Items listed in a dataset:
------------------------
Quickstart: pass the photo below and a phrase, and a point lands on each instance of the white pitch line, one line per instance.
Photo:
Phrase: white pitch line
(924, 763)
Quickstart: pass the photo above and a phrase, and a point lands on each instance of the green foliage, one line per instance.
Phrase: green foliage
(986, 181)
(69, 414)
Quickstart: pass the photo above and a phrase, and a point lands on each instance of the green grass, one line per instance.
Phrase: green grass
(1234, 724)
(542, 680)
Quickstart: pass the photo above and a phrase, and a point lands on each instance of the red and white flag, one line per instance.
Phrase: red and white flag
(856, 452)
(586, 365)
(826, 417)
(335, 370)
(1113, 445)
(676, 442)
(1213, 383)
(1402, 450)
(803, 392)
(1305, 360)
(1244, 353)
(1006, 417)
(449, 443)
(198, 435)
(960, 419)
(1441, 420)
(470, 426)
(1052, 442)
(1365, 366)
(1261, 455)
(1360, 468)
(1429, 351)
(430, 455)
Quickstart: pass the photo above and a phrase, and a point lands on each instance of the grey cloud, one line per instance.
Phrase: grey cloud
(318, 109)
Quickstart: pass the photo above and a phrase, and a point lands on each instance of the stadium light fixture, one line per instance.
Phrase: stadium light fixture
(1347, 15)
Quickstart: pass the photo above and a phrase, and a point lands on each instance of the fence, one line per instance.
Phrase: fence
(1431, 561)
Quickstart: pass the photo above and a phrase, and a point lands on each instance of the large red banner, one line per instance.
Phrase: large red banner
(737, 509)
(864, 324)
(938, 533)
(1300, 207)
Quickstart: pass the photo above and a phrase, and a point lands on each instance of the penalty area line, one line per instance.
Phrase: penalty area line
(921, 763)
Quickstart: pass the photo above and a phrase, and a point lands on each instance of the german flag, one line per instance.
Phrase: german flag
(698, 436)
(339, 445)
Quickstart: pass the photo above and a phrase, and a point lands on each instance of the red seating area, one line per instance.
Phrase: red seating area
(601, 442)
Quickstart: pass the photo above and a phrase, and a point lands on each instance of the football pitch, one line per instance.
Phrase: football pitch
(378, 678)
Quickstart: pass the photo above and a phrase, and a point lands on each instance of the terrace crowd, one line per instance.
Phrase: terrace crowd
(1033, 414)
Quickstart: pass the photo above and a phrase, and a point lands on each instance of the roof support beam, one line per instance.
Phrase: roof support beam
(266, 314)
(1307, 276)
------------------------
_Your task_
Render every one of the records above as a JSON list of strings, with each line as its own string and blank lines omitted.

_Answer to this task_
[
  "Quickstart: pass the photo below and a phrase, and a point lands on each instance of the white pitch line, one line per instance.",
  "Photo:",
  "Phrase: white pitch line",
  "(924, 763)",
  "Quickstart: pass the photo above and a phrase, and a point lands on each instance of the green foliage, one line per instance.",
  "Phrase: green foliage",
  "(986, 181)",
  "(69, 414)",
  "Quickstart: pass the photo above and a phrase, and a point lands on each instance of the green grass, one line per instance.",
  "Phrase: green grass",
  "(1234, 724)",
  "(542, 680)",
  "Quickstart: pass the photo above and a phrase, and a point lands on each instance of the red and white flag, one line per instance.",
  "Phrase: red and white flag",
  "(856, 452)",
  "(586, 365)",
  "(826, 417)",
  "(335, 370)",
  "(1113, 445)",
  "(676, 442)",
  "(1213, 383)",
  "(1402, 450)",
  "(803, 392)",
  "(1305, 360)",
  "(1244, 353)",
  "(1006, 417)",
  "(449, 443)",
  "(198, 435)",
  "(960, 419)",
  "(1441, 420)",
  "(470, 426)",
  "(1052, 442)",
  "(1365, 366)",
  "(1261, 455)",
  "(1360, 468)",
  "(1429, 351)",
  "(430, 455)",
  "Quickstart: pass the photo above and a phrase, and a point lands on each instance of the grey cloud, one line per instance.",
  "Phrase: grey cloud",
  "(318, 109)",
  "Quickstart: pass the photo above and a phrase, and a point lands on each instance of the stadium light fixture, one line per instance.",
  "Phrase: stadium light fixture",
  "(1347, 15)",
  "Quickstart: pass the photo above and a phrase, and a point lands on each instance of the fence, one line per instance.",
  "Phrase: fence",
  "(1431, 561)",
  "Quickstart: pass the photo above and a phrase, and a point lands on each instance of the large red banner, one line per instance.",
  "Phrase: large red banner",
  "(737, 509)",
  "(864, 324)",
  "(938, 533)",
  "(1300, 207)",
  "Quickstart: pass the photo above and a phrase, and a point lands on each instance of the penalty area line, one line per instance.",
  "Phrase: penalty area line",
  "(921, 763)",
  "Quickstart: pass the photo above and a phrase, and a point lands on each instance of the german flag, one line per instance.",
  "Phrase: german flag",
  "(698, 436)",
  "(339, 445)",
  "Quickstart: pass the photo above and a phrase, and a point lands on each instance of the red seating area, one line per instance.",
  "Phrase: red seating area",
  "(601, 442)",
  "Quickstart: pass the photo above and a phrase, and a point lands on each instance of the football pitch, one line per instance.",
  "Phrase: football pitch",
  "(378, 678)",
  "Quickstart: pass the photo above and a phrase, and a point lands on each instance of the terrace crowd, one line per instance.",
  "Phrase: terrace crowd",
  "(1033, 414)",
  "Quickstart: pass the photo above and a phrase, and a point lands on each instance of the roof support beam, one line per instance.",
  "Phrase: roof support beam",
  "(266, 314)",
  "(1307, 276)"
]